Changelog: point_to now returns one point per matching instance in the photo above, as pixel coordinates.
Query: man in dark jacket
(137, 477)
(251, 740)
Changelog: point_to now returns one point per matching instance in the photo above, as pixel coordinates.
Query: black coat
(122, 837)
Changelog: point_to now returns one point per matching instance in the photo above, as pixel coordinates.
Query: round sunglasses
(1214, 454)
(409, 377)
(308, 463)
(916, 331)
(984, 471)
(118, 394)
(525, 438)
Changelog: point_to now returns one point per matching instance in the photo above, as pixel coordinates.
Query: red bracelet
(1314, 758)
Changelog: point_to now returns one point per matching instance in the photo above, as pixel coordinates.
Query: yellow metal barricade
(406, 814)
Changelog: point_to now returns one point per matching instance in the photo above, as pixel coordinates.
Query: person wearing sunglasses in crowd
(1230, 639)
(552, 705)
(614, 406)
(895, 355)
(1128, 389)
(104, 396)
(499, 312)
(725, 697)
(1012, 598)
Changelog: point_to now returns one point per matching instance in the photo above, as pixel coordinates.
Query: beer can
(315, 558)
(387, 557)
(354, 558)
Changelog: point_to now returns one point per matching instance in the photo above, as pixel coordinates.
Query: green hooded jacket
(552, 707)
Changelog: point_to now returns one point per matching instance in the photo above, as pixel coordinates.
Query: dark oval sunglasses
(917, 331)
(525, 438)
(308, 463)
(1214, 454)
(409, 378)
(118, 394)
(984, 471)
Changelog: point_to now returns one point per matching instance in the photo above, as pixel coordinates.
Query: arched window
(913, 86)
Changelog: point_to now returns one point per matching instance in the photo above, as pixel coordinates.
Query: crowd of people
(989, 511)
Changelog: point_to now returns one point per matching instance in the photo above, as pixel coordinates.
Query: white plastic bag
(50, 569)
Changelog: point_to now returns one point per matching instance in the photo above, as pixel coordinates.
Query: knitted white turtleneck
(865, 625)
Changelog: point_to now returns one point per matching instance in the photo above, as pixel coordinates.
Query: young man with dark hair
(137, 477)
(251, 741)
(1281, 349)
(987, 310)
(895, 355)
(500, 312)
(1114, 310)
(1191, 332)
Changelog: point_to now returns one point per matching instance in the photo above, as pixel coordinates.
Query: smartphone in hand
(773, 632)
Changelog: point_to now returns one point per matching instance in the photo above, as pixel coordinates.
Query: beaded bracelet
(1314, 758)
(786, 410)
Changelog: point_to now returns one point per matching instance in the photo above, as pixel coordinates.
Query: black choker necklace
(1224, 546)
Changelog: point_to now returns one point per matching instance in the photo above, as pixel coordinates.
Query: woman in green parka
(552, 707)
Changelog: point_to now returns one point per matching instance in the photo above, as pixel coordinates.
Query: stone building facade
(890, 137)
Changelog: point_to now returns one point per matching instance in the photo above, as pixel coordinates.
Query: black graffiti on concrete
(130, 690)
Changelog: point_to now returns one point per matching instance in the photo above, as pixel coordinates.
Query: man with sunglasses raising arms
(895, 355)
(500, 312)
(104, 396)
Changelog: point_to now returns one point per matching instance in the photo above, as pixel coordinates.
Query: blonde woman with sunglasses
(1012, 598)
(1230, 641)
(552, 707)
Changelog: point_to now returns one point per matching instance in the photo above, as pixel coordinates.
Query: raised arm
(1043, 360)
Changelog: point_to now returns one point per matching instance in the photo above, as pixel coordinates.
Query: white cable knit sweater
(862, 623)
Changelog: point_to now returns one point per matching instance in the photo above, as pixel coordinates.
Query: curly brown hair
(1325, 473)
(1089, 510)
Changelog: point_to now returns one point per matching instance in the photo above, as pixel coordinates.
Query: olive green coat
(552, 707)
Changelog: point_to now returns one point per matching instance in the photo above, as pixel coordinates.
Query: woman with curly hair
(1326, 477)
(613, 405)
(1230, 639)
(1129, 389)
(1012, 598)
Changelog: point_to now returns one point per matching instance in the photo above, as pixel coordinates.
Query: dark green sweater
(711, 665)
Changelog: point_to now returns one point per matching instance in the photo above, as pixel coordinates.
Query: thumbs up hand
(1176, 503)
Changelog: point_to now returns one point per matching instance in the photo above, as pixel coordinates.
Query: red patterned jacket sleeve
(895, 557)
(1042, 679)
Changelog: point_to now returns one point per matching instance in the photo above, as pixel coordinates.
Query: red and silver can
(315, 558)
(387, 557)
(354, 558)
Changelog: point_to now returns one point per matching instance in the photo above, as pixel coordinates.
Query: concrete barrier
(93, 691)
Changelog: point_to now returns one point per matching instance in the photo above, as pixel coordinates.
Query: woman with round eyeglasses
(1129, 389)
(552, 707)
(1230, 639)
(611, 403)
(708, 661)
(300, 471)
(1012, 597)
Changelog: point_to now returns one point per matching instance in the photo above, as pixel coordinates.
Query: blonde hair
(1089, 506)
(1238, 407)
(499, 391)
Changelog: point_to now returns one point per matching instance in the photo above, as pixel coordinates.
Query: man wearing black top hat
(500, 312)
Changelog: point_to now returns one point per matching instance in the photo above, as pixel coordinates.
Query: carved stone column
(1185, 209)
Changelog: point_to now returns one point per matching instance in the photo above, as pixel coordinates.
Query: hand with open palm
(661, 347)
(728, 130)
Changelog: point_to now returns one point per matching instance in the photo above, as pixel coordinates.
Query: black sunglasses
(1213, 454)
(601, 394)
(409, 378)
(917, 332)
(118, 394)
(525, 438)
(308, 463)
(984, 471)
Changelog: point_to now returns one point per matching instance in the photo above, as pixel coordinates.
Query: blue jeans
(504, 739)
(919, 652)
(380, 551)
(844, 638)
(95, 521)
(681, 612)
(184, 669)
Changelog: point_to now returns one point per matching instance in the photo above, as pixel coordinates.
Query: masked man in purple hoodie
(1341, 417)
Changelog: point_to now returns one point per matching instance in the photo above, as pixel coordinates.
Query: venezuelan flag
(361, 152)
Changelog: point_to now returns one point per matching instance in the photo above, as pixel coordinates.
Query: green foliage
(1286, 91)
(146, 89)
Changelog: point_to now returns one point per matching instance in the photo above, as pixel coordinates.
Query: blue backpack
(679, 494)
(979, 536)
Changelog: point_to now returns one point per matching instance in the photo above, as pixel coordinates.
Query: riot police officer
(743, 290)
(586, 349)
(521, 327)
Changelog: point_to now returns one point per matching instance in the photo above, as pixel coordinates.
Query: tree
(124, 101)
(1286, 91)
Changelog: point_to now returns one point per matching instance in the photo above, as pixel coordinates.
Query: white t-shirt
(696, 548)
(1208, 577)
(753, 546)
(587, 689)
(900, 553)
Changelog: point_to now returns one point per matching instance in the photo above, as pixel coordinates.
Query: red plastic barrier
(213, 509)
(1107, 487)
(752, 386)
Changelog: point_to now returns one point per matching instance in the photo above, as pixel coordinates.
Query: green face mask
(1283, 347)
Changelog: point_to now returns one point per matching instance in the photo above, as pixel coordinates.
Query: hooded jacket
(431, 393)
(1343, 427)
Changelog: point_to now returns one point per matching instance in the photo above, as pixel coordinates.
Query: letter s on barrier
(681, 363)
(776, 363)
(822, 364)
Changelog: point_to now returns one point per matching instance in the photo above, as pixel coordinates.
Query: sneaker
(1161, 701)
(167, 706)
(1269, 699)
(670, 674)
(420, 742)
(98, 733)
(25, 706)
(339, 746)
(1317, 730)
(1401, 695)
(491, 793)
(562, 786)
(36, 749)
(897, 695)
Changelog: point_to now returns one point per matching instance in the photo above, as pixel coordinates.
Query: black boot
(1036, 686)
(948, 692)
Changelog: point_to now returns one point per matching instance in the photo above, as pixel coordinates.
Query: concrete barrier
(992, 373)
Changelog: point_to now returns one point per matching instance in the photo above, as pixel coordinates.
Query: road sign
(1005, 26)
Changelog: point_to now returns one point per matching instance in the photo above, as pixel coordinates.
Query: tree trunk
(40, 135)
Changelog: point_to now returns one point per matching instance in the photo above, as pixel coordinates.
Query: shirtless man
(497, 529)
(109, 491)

------------------------------------

• _Directions_
How many lines in the items above contain the string "black", matching case exactly? Reply with the number only.

• _Final answer_
6